Exercise requirements >> In the listing below, find every line with the string "When" and pull it out.

Extracted material >>
Start of Block
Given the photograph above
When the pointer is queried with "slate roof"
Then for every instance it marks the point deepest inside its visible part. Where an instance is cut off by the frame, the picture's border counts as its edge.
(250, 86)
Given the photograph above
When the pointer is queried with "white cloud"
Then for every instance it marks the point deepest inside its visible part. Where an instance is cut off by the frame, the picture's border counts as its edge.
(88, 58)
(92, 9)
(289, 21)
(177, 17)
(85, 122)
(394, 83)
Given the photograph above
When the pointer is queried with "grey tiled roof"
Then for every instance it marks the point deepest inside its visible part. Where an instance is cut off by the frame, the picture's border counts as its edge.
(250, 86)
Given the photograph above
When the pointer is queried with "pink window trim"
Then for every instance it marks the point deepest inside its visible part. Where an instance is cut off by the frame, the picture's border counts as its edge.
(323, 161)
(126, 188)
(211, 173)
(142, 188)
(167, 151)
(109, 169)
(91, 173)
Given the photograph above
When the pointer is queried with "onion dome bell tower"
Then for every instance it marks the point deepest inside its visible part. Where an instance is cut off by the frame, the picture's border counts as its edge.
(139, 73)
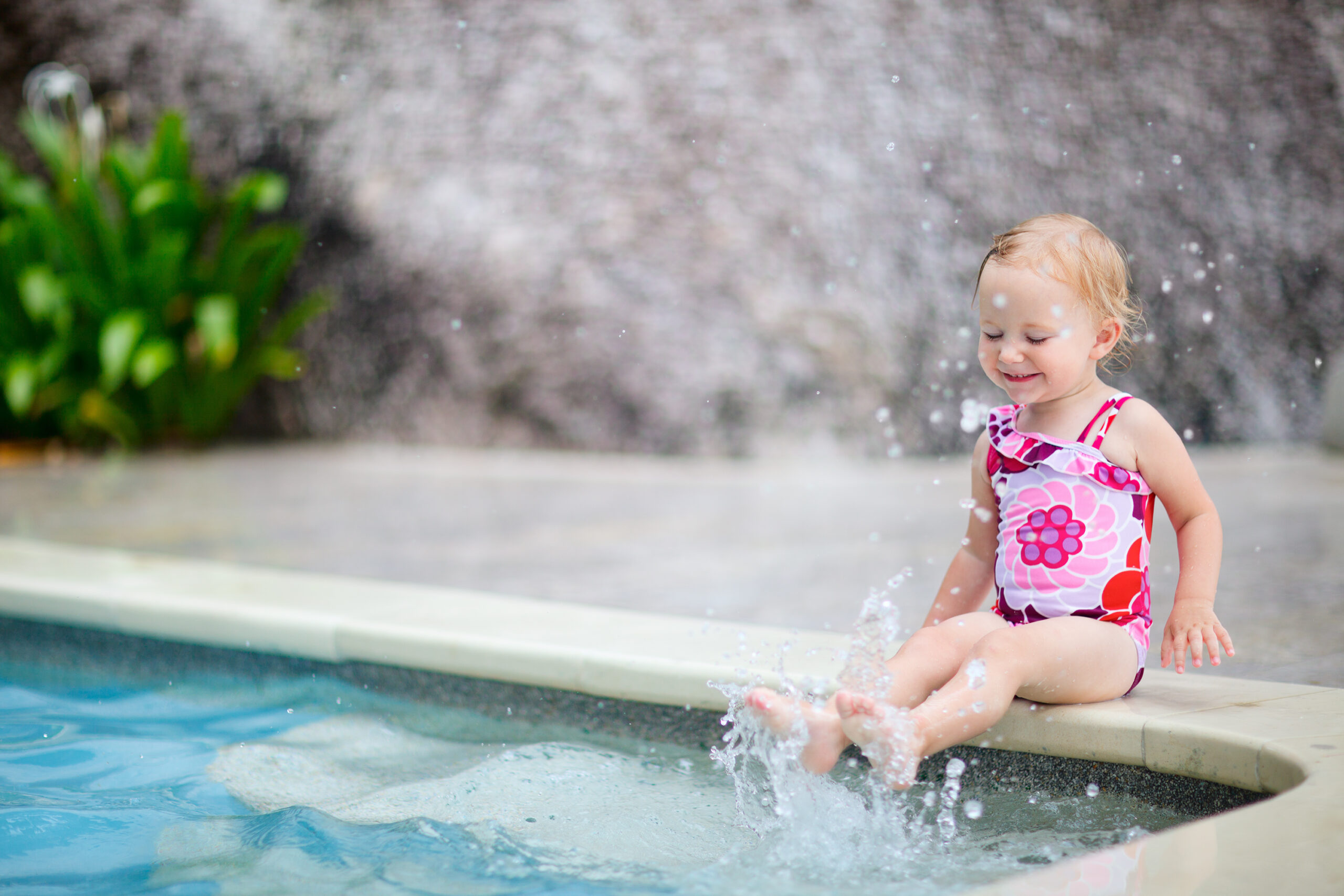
End of Block
Solution to the exercise >>
When the pointer is queried with "slate roof"
When the pointer is queried with "white cloud"
When the pointer is queried with "grey tiled roof"
When the pointer is queried with "pink window trim"
When the pointer is queried with "onion dome bell tower"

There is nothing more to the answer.